Una nuova ermeneutica religiosa

Papa Francesco è un uomo religioso dotato di una grande potenza mediatica, con la quale tenta di scuotere una chiesa e una società che reagisce più sorpresa che convinta. Ha dinanzi un’opinione pubblica che simpatizza con lui, ma che rimane religiosamente inerte e reticente ai suoi appelli di solidarietà sociale per gli emarginati, i migranti e tutti «gli scarti» della società. L’opinione pubblica ascolta compunta le sue appassionate esortazioni etico-politiche contro la povertà, lo sfruttamento, il sistema economico e finanziario, chiamato senz’altro capitalistico, ma sembra sensibile soprattutto agli argomenti attinenti i rapporti interpersonali, coniugali e in generale sessuali. I temi della «gioia dell’amore» (legati alla esortazione apostolica Amoris laetitia) hanno fatto presa sulle persone ma hanno creato un clima che irrita parecchi uomini di chiesa, che intravedono il pericolo di comportamenti «lassisti», troppo permissivi. Da qui a sospettare o a denunciare Bergoglio di posizioni dottrinali confuse, inadeguate se non erronee, il passo è breve. La questione è seria e tocca la sostanza stessa dell’ermeneutica religiosa bergogliana.
L’idea diffusa che papa Francesco sia «forte» nella comunicazione e «debole» nella dottrina – che produce effetti ambigui e un conflitto tra pastorale e teologia –, è un equivoco. La sua infatti non è semplicemente la promozione di innovazioni pastorali ma è una nuova ermeneutica religiosa, centrata sull’evocazione onnipresente e onnicomprensiva della misericordia di Dio. Insistente, anzi costantemente complementare, è il motivo «siamo tutti peccatori», ma sempre perdonati e perdonabili.

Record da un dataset

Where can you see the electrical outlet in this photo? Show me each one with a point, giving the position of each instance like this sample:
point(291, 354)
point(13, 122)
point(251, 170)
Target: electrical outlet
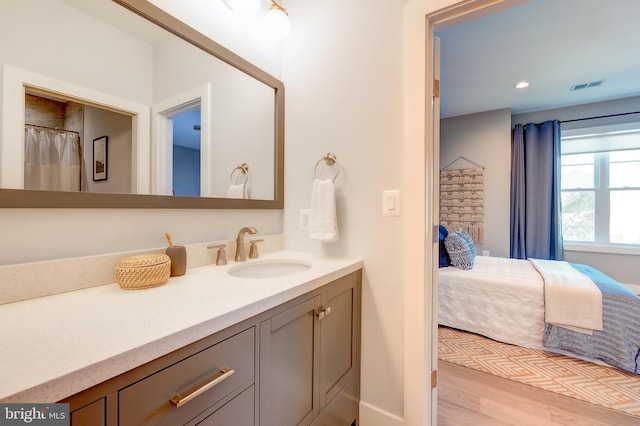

**Esercizio scritto 1**.
Riassumi in due frasi il testo su papa Francesco.
**Esercizio scritto 2**.
Trascrivi riga per riga, senza alcuna modifica, tutti i record del dataset riportati sopra, lasciando fuori le immagini.

**Soluzione svolta 1**.
Papa Francesco, dotato di una grande potenza mediatica, tenta di scuotere chiesa e società, ma l'opinione pubblica, pur simpatizzando con lui, resta inerte ai suoi appelli di solidarietà e si mostra sensibile soprattutto ai temi dei rapporti interpersonali e sessuali, mentre parecchi uomini di chiesa temono comportamenti «lassisti» e lo sospettano di posizioni dottrinali confuse. L'idea che il papa sia «forte» nella comunicazione e «debole» nella dottrina è un equivoco, perché la sua è una nuova ermeneutica religiosa, centrata sulla misericordia di Dio e sul motivo «siamo tutti peccatori», ma sempre perdonati e perdonabili.

**Soluzione svolta 2**.
Where can you see the electrical outlet in this photo? Show me each one with a point, giving the position of each instance like this sample:
point(291, 354)
point(13, 122)
point(251, 170)
Target: electrical outlet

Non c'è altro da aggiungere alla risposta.